### [Kutipan Teks]
Sebenarnya, yang bernama dukacerita tidak hanya dialami oleh kita, karena bangsa lain juga tidak terbebas. Kebetulan negeri ini subur tanahnya, apa pun yang ditanam akan tumbuh dengan baik. Keadaan Eropa, misalnya, berbeda sama sekali dengan negeri kita, tetapi Eropa pun tidak terbebas dari penindasan dan tindak gusur-menggusur, dan itu terjadi bila di suatu negeri muncul seorang penguasa yang kuat, dan dengan kekuatan yang dimilikinya kemudian berlaku sewenang-wenang, bahkan terhadap warga sendiri. Dan selanjutnya, bertindak sekehendaknya menggusur penduduk daerah negara tetangga. Maka tidak mengherankan, bagi rakyat penghuni daerah di sepanjang batas antarnegara mengalami penguasa yang berganti-ganti.

Rakyat Belanda pernah juga mengalami penjajahan dan pendudukan, pernah dijajah Sepanyol, pernah diduduki Perancis, dan selama PD II juga oleh Jerman. Ketika itu, Jerman dipimpun oleh Adolf Hitler, yang asalnya bukan politikus dan juga bukan orang militer. Untuk sampai di pucuk pimpinan ia memerlukan wahana dan ideologi, Nazionalsozialismus, disingkat Nazi, kebangsaan dan kerakyatan. Padahal, dalam lagu kebangsaan Belanda, Wilhelmus, orang Belanda menganggap keturunan Jerman, dan raja yang memerintah juga dari Jerman. Ketika dijajah Sepanyol mereka merasakan sedihnya orang dijajah.

### [Catatan Hasil Ekstraksi]

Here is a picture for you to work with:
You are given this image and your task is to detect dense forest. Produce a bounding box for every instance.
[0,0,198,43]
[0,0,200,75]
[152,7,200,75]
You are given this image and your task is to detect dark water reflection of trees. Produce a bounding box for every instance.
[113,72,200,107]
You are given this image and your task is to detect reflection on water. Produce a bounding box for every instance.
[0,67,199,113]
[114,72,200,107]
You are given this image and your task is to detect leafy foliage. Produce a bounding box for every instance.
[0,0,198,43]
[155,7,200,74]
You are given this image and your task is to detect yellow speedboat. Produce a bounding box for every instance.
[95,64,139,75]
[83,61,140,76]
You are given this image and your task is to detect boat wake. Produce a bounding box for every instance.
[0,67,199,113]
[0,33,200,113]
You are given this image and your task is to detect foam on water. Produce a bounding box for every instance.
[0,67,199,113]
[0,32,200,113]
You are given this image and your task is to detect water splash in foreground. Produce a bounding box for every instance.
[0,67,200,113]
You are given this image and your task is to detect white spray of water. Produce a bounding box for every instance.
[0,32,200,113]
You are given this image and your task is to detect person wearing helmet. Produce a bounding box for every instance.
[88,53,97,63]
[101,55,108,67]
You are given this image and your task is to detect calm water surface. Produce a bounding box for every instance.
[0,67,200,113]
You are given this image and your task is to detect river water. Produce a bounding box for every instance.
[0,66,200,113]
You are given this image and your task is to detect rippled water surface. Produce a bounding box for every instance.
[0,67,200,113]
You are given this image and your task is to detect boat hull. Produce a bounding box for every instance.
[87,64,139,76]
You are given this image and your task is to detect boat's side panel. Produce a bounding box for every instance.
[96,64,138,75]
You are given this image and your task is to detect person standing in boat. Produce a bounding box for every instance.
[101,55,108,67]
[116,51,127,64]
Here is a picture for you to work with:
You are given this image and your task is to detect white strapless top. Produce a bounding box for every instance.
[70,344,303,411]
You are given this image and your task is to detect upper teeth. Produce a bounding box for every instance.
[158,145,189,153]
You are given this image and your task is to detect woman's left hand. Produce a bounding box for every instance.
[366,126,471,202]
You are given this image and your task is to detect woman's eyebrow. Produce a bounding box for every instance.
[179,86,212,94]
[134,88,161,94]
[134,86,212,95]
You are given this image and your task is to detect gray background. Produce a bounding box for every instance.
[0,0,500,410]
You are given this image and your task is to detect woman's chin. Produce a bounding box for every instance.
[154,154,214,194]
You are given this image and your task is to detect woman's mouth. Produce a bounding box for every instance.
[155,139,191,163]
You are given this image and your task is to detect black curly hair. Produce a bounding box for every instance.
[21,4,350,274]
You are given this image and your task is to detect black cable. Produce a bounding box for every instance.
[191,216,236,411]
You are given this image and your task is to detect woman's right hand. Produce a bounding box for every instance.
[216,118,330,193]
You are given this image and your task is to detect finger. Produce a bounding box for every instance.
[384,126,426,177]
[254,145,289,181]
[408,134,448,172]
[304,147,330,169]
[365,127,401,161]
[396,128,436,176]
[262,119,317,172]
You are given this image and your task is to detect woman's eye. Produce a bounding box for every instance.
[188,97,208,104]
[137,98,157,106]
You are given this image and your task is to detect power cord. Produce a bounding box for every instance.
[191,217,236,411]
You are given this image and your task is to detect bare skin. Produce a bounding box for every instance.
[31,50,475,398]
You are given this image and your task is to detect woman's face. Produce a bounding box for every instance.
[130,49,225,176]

### [Petunjuk Latihan]
**a.** Jawablah pertanyaan berikut berdasarkan kutipan teks.
(i) Bagaimana keadaan tanah negeri ini menurut kutipan teks?
(ii) Negara mana saja yang pernah menjajah atau menduduki Belanda?
(iii) Apa nama lagu kebangsaan Belanda?
**b.** Tentukan apakah setiap pernyataan berikut sesuai dengan kutipan teks. Jawab ya atau tidak, lalu kutip kata-kata yang menentukannya.
(i) Adolf Hitler berasal dari kalangan militer.
(ii) Eropa terbebas dari penindasan.
(iii) Belanda diduduki Jerman selama PD II.
**c.** Tuliskan kembali sebagian kutipan teks tanpa perubahan, mulai dari kata-kata "Rakyat Belanda pernah" dan berhenti setelah "sedihnya orang dijajah.".
Catatan di atas tidak dipakai sama sekali di sini.

### [Jawaban Tiap Soal]
**a.**
(i) Tanahnya subur, dan apa pun yang ditanam akan tumbuh dengan baik.
(ii) Sepanyol, Perancis, dan Jerman.
(iii) Wilhelmus.

**b.**
(i) Tidak: "yang asalnya bukan politikus dan juga bukan orang militer"
(ii) Tidak: "Eropa pun tidak terbebas dari penindasan dan tindak gusur-menggusur"
(iii) Ya: "dan selama PD II juga oleh Jerman"

**c.**
Rakyat Belanda pernah juga mengalami penjajahan dan pendudukan, pernah dijajah Sepanyol, pernah diduduki Perancis, dan selama PD II juga oleh Jerman. Ketika itu, Jerman dipimpun oleh Adolf Hitler, yang asalnya bukan politikus dan juga bukan orang militer. Untuk sampai di pucuk pimpinan ia memerlukan wahana dan ideologi, Nazionalsozialismus, disingkat Nazi, kebangsaan dan kerakyatan. Padahal, dalam lagu kebangsaan Belanda, Wilhelmus, orang Belanda menganggap keturunan Jerman, dan raja yang memerintah juga dari Jerman. Ketika dijajah Sepanyol mereka merasakan sedihnya orang dijajah.